(Beginning of Record extracts)

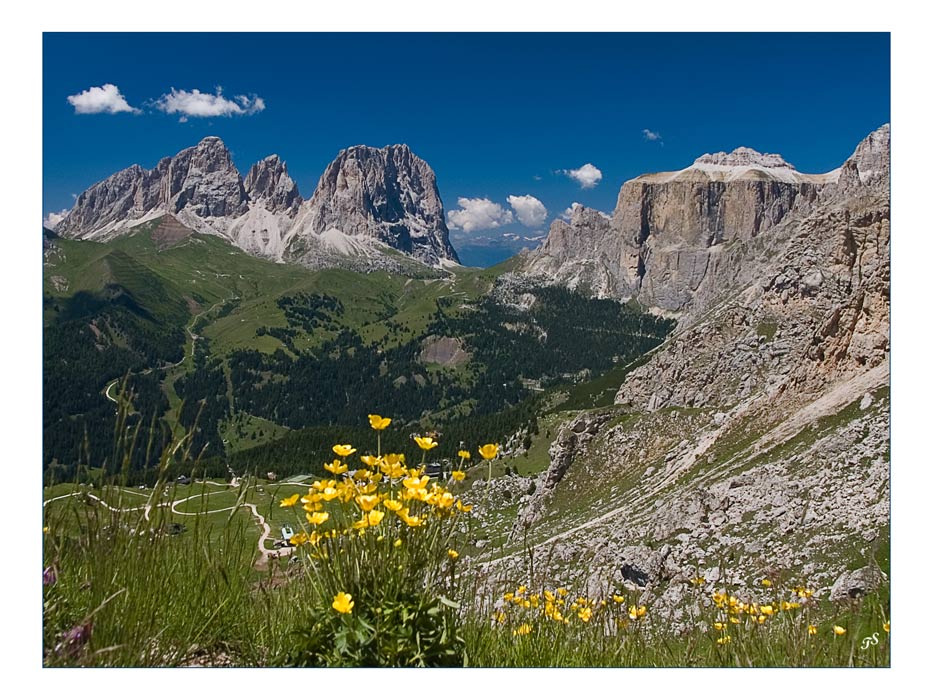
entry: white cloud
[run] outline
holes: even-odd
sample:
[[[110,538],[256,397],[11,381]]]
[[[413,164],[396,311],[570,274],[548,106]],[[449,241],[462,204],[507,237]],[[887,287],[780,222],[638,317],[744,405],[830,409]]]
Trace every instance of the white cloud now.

(End of Record extracts)

• **Assignment**:
Write out each line again, exactly as it appears above, except for any picture.

• **Your solution**:
entry: white cloud
[run] outline
holes: even-odd
sample:
[[[110,538],[256,397],[11,381]]]
[[[413,164],[396,311],[570,274],[548,106]],[[449,241],[462,204],[507,237]],[[887,287],[780,222],[638,317],[744,405],[830,409]]]
Trace every instance of the white cloud now.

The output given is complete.